Well, that reduces the old chains that kept us entangled in every sand dune from Syria to Yemen!
We're out. Finally, Africa.
My gosh, what we have done to Africa with our State Department and USAID.
All we do is export ideology instead of opportunity.
He says -- Trump says, in this national security document, that's over.
We're flipping the strategy. Trade, minerals, energy, peace deals. No more lectures. No more nation building. No more endless aid with no accountability. Does any of this sound scary to you?
Does any of this sound crazy to you?
I -- I don't think so. It's saying everything that seems common sense to me. It's saying, America is allowed finally to love itself again and to be who she should be.
And let everyone else be who they should be. You know, it has a right and responsibility to defend itself first! To put its people first!
It's saying sovereignty is not a dirty word. Borders are not immoral. American workers are not expendable. Free speech is not negotiable. The nation state, not the NGO. Not the global boardroom.
Not the transnational committee. That's the fundamental building block of a free world.
How is this bad again? How is it that this is so dangerous?
In short, it's a blueprint for a country that wants to live again. Really live again.
Now, the question is: Do we -- is the president reflecting the national spirit?
Do we want to live again? Do we want to be relegated to the dustbin of history, or does America have other great work to do?
Because that's really the question.
Which is it that you believe?
Which is it that you want?
I want a strong nation. I want our youth. I want, you know, people coming out of college. To have jobs. To be able to buy a house.
I want those things.
I think they're necessary. I think they're important. I think it's just as important to understand our history.
To know who we are. To not be ashamed.
Learn from it. But not be ashamed of it.
We didn't do it. Our forbearers did.
We learned from it. We are better than that.
My gosh. Oh.
I read these freakouts. And I honestly think, my gosh, am I living in a -- I'm living in some weird parallel world, where I read all of these newspapers and magazines and everything else. With their commentary today about the national security.
And they're all freaking out.
Saying, this is the worth thing he can do.
He's going to tear the whole country. The whole nation, and the world apart.
No. He's just stating what people feel.
And not just Americans. Go talk to the people in Europe.
Ask them. Take this document and make it about England. And see if all the people in England tonight can see exactly the same way.

DATASET ENTRIES:
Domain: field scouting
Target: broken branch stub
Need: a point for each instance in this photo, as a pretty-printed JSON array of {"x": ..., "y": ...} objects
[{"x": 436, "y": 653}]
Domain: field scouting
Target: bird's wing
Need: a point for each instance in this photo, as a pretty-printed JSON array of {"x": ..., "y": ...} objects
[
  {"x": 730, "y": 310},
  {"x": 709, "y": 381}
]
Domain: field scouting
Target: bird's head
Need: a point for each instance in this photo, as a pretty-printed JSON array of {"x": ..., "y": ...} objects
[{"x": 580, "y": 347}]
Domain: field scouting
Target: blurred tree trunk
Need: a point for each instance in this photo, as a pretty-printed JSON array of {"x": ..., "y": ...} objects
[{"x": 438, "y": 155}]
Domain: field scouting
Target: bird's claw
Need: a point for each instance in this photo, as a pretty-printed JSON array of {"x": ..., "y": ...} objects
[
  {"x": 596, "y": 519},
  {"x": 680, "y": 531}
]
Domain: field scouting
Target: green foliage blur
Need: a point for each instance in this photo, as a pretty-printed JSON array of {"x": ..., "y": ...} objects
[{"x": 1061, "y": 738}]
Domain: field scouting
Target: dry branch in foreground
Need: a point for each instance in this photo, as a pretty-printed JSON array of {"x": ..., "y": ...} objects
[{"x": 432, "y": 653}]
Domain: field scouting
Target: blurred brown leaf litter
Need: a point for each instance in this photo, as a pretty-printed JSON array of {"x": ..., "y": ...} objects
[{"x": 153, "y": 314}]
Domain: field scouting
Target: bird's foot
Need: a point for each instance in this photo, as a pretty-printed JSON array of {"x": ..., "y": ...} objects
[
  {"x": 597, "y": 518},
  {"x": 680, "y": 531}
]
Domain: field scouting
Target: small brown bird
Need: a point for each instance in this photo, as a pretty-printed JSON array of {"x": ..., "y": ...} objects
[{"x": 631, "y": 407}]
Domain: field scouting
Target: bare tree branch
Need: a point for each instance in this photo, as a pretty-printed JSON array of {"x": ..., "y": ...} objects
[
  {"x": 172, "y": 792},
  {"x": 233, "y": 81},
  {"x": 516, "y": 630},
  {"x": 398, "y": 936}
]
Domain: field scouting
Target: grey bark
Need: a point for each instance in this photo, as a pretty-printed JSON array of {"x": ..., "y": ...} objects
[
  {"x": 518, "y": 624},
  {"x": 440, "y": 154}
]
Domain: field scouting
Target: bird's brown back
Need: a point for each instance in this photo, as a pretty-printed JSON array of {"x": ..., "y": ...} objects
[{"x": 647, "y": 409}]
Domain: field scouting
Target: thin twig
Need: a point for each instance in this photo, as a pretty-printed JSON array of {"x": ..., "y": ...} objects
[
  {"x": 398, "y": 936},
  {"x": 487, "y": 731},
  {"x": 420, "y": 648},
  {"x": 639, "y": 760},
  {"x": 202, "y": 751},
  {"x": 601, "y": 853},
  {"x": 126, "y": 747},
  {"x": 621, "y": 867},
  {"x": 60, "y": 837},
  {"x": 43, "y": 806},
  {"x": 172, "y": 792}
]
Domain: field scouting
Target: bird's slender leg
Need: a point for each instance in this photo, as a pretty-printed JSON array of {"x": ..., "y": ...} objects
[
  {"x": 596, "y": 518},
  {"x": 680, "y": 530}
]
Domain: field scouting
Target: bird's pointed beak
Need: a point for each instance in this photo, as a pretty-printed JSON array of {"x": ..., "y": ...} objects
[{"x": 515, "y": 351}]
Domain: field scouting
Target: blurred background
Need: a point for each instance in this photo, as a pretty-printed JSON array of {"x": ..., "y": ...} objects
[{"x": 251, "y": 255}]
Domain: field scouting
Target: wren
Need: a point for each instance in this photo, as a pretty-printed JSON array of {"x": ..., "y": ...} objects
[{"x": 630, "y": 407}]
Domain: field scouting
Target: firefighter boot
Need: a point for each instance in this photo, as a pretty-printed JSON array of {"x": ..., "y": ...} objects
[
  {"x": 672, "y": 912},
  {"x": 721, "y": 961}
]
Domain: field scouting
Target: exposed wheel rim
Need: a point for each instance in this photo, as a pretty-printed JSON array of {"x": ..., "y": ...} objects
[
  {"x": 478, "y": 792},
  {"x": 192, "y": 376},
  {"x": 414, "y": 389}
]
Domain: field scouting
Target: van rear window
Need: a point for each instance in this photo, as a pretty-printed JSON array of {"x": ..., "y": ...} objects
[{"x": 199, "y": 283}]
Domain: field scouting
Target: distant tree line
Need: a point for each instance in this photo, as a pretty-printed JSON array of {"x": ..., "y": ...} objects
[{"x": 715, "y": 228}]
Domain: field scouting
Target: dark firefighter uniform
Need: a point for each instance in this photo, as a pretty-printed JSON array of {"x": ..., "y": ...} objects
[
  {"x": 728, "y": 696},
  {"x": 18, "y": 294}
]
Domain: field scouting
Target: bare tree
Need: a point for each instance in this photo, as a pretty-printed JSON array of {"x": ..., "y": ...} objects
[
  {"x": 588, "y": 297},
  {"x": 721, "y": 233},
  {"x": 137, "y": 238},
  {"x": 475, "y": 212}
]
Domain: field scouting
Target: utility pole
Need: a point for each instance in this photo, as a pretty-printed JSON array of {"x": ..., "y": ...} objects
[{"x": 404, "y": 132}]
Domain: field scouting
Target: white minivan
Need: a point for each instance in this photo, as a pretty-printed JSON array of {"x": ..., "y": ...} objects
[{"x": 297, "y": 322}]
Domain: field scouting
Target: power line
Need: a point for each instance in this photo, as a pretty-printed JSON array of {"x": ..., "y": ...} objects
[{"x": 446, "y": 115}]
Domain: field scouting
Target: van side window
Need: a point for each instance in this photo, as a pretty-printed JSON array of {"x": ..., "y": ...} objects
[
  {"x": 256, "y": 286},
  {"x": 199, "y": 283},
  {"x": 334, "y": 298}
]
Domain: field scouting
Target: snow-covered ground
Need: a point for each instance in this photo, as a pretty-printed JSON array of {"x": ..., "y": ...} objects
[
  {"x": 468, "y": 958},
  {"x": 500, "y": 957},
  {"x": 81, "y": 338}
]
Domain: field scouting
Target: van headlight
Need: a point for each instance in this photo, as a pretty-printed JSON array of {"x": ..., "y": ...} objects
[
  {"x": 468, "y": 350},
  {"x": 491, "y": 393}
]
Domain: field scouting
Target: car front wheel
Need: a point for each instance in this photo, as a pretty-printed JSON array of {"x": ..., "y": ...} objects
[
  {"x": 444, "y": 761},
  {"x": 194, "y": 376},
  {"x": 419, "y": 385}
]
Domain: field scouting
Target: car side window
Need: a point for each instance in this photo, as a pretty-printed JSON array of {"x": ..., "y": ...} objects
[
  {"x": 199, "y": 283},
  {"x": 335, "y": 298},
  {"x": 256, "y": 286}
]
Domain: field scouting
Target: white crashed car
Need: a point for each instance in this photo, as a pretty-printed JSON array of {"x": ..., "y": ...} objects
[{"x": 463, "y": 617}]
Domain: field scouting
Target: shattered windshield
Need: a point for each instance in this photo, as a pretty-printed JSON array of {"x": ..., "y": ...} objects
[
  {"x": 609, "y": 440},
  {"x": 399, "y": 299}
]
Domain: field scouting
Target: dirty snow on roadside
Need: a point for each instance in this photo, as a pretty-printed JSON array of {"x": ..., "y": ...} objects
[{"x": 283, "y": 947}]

WHAT YOU NEED TO DO:
Resume the commentary on the national security strategy above, starting right after its last sentence.

ANSWER TO THIS EXERCISE:
And if you put a name attached to it, it wouldn't get that person elected. It would. It would. Because everybody is feeling the same way about their own country.
I don't have a problem with the rest of the world.
But it's time for us to concentrate on us. It's time to concentrate on saying, you know what, there's something special about us. England can say that. They brought us the Magna Carta. They are now torching the Magna Carta. I would love to hear that story.
The things that make France, France. I don't know. The whining and everything else. That is unique to France. Italy. Germany. It's unique to them.
I want them to be those guys. I don't want them to be another version of us. I want them to be them. I want them to do well. And be part of the family of man and the family of nations.
But I don't want anything to do with whatever they do, they do.
Same thing with Israel. And Saudi Arabia. You do you, boo. We're going to do us.
When we can get together, we will. Don't screw with us. And we won't screw with you.
This is our national strategy. That's exactly what our national strategy.
I say amen, President Trump!
Finally. Finally somebody is saying what everyone is thinking.
This is like you've gone to school, you know, for 18,000 years.
You're some -- yeah. Some doctorate in God only knows. International development and studies.
Women's studies.
Unless you've got that!
You're looking at that, and going, yeah. All that makes sense.
All of that makes sense. Now, the question is: Do we want it?
And will the people actually back it?
Because strategy on paper, that's only words.
Until a nation finally finds the courage to believe in itself again. And say, that's what we must do.